#### [Directions]
Give every line back verbatim, dropping all images.

#### [Provided material]
* * * * * * * * *

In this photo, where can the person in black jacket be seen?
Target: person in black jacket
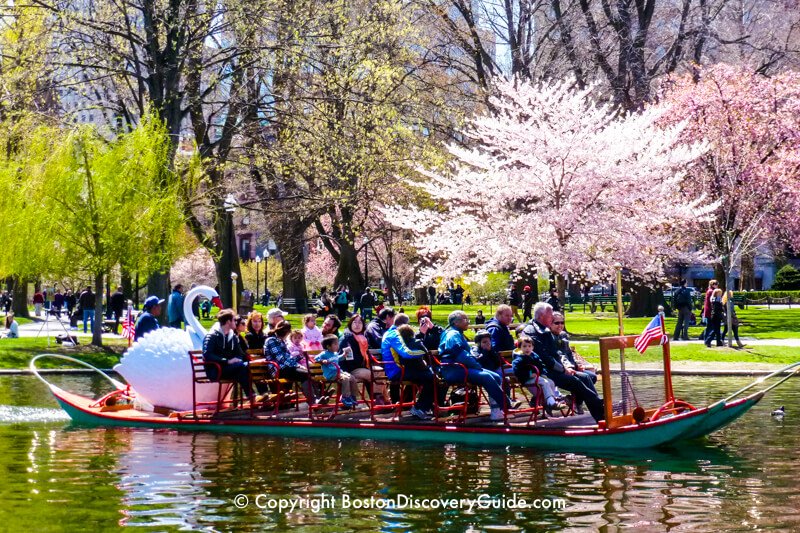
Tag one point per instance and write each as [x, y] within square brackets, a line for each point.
[545, 347]
[255, 336]
[117, 305]
[682, 302]
[222, 347]
[378, 326]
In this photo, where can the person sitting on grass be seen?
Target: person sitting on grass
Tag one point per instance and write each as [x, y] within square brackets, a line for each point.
[395, 354]
[454, 349]
[331, 370]
[525, 364]
[12, 326]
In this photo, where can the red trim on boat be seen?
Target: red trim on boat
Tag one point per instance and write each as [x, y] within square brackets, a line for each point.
[572, 432]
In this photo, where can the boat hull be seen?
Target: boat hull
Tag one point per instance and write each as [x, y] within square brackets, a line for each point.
[648, 435]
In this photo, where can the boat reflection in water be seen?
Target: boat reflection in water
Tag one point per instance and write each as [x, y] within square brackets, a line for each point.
[167, 479]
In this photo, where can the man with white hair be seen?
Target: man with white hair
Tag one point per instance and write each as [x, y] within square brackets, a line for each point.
[564, 377]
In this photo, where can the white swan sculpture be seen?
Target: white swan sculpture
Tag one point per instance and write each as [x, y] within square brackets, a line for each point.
[157, 365]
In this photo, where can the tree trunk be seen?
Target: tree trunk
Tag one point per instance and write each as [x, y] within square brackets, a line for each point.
[158, 285]
[20, 296]
[729, 310]
[719, 273]
[644, 300]
[348, 271]
[290, 244]
[747, 282]
[97, 331]
[561, 287]
[228, 260]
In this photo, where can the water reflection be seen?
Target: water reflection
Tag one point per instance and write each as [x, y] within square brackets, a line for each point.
[744, 477]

* * * * * * * * *

#### [Final result]
In this photo, where can the person in black jacket be seen?
Target: person in black jacket
Tag one point per instance and write each as [x, y] within square brackets, a line for each point.
[545, 347]
[255, 336]
[117, 305]
[682, 302]
[222, 347]
[378, 326]
In this photo, where can the person sitting on grass be seen?
Target: person sitting on grass
Tag one point per instance and write each as [x, y] within square brackets, a line for each point.
[395, 354]
[454, 349]
[331, 370]
[525, 364]
[12, 326]
In this photo, where can the red trim on boat be seen?
Target: red trim on boat
Tag one point per instance and write each as [x, y] within square brackets, a line for each point.
[572, 432]
In this photo, where can the boat hull be seen?
Target: boat hull
Tag one point per instance and write each as [x, y] within square brackets, a line for each point.
[648, 435]
In this photo, where can the boat reflection in water be seen?
Target: boat reflection in water
Tag one point per instance and write each as [x, y] within square brackets, a line for each point.
[167, 479]
In this photo, where can the man with white hair be seen?
Target: man with white hair
Tag one point per instance and write each as [x, y] within square brackets, a line for each point.
[564, 377]
In this photo, where can the white swan sculpture be seen?
Target: white swan sculpture
Tag one point per instance and write each as [x, y] within square brackets, a line for each point.
[157, 365]
In this photo, where can the tree trunk be seen?
Target: tree trunk
Tag one point per instance and write each as [x, y] within square brackets, a line for each point.
[158, 285]
[20, 296]
[729, 310]
[719, 273]
[644, 300]
[348, 271]
[290, 244]
[747, 282]
[97, 331]
[561, 287]
[228, 260]
In this photo, where can the water reflection be seen?
Target: water reflection
Tag one point per instance and write each as [x, y] within square brackets, a line for each point.
[744, 477]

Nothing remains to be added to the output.